◆ **EXCERPT TO READ**
★ ★ ★

Another aspect of this book I greatly appreciate is that it follows up all of its advice and directions for would-be mentors with good questions they can ask to help promote breakthrough conversation with young people.
I appreciate what Jeff Myer and Summit desire to provide for those who want to make a difference in the next generation.
Profile Image for Sarah.
599 reviews
February 26, 2015
As introduction for anyone who may read this review: I am a Christian school educator who was a youth ministry major in college, and my deepest passion is discipleship and seeing students grow through incarnational mentoring. So I, of course, loved this book.

As someone who has lots of informal and formal mentoring relationships, this book was a refreshing reminder to keep on fighting the good fight of ministry. It has a large number of practical tips, conversation starters, and good questions that I really appreciated and hopefully will implement more.

But let's talk about you, fellow youth worker/educator/adult who is trying to decide if you should read this book. Do you feel like you are a good mentor and want to just get better? Read it. Are you simply in a leadership position with teenagers by the nature of your job and don't feel confident in your own ability to mentor? Read it. Have some teenagers you're just friends/friendly with but want to transition into a mentoring relationship? Read it. Aren't sure if you're mature enough or ready enough to mentor? Read it. Had some missteps with a previous mentoring relationship and need practical advice? Read it.

★ ★ ★

(Location identification data)
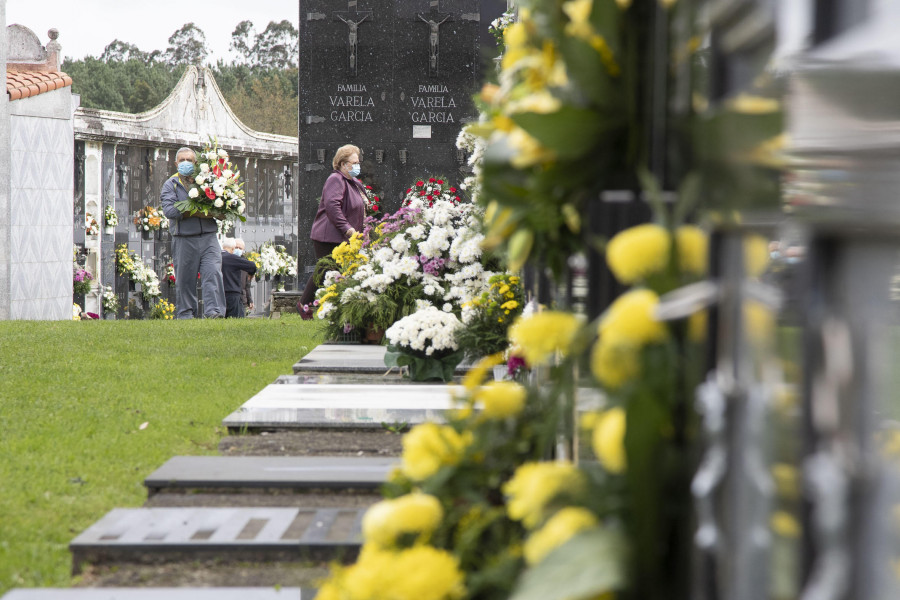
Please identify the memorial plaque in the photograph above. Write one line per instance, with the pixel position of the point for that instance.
(394, 77)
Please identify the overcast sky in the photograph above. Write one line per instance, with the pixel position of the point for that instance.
(87, 26)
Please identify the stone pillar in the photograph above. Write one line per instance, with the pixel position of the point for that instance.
(5, 212)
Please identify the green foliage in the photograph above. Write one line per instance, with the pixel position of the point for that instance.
(73, 397)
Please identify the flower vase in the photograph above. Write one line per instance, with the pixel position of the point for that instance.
(372, 335)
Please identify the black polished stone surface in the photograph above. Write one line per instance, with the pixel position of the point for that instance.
(394, 77)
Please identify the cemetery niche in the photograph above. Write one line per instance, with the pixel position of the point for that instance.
(395, 79)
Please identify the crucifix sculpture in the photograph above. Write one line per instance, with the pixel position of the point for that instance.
(352, 39)
(434, 38)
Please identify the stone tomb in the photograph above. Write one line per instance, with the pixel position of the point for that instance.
(150, 534)
(176, 593)
(394, 77)
(289, 472)
(299, 406)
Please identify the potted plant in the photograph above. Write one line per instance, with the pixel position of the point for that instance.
(110, 219)
(425, 343)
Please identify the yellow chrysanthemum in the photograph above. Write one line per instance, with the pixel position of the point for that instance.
(501, 399)
(414, 513)
(608, 440)
(693, 249)
(539, 336)
(533, 485)
(428, 447)
(784, 524)
(637, 252)
(557, 531)
(630, 320)
(614, 364)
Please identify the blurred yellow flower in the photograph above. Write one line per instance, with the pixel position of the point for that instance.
(501, 399)
(387, 520)
(692, 245)
(608, 440)
(419, 573)
(613, 364)
(631, 320)
(784, 524)
(637, 252)
(533, 485)
(558, 530)
(428, 447)
(541, 335)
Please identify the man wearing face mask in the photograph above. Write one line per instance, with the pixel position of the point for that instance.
(195, 248)
(341, 214)
(233, 265)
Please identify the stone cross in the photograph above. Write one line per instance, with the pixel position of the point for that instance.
(434, 39)
(353, 35)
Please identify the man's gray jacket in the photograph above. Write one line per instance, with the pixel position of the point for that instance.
(173, 191)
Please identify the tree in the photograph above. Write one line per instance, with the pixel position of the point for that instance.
(241, 39)
(187, 46)
(278, 46)
(118, 50)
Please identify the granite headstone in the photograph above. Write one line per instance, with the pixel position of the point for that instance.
(394, 77)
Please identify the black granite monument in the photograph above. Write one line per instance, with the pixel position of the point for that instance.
(394, 77)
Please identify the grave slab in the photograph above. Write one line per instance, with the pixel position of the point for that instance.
(342, 406)
(357, 359)
(324, 472)
(152, 534)
(180, 593)
(353, 406)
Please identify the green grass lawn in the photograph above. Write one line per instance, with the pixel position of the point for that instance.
(73, 398)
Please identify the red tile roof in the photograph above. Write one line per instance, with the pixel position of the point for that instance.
(22, 84)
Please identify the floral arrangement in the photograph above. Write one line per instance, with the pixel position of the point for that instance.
(130, 265)
(216, 190)
(499, 25)
(150, 219)
(430, 191)
(91, 227)
(109, 301)
(427, 253)
(162, 309)
(373, 202)
(425, 342)
(274, 260)
(110, 218)
(487, 317)
(169, 277)
(81, 281)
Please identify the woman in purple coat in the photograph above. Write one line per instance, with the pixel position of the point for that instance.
(341, 214)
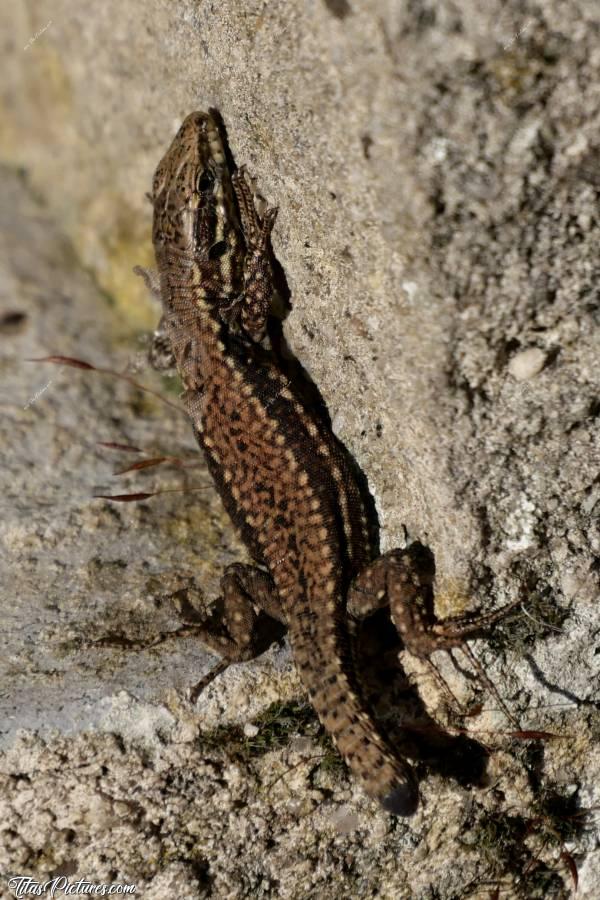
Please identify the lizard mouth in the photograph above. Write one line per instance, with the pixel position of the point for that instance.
(195, 210)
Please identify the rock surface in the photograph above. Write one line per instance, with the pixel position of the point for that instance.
(436, 170)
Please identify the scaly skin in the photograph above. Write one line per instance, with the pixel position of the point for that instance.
(286, 481)
(288, 484)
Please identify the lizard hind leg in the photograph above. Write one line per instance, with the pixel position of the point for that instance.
(404, 579)
(238, 633)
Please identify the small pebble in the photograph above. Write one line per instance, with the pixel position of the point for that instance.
(526, 364)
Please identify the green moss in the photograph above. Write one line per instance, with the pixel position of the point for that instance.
(500, 841)
(276, 727)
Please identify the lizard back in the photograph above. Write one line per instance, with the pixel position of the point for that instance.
(288, 484)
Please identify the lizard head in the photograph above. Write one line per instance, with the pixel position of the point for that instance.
(195, 211)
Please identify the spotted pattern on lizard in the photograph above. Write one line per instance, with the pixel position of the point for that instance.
(288, 484)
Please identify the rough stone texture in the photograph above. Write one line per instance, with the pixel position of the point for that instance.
(436, 168)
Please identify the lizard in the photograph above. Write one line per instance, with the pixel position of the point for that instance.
(287, 482)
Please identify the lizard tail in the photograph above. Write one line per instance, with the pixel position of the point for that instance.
(384, 775)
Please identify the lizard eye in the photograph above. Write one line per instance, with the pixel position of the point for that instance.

★ ★ ★

◆ **TO BE DONE**
1/ From the book reviews, extract the passage starting with "Another aspect of" and going on through "the next generation.", copying it word for word.
2/ Sum up the book reviews in two sentences.

◆ **ANSWER LIST**
1/
Another aspect of this book I greatly appreciate is that it follows up all of its advice and directions for would-be mentors with good questions they can ask to help promote breakthrough conversation with young people.
I appreciate what Jeff Myer and Summit desire to provide for those who want to make a difference in the next generation.

2/ One reviewer values how the book follows its advice for would-be mentors with good questions that help spark breakthrough conversations with young people. A second reviewer, a Christian school educator with a passion for discipleship, loved the book's practical tips, conversation starters, and questions, and urges youth workers and educators to read it whatever their confidence or past mentoring experience.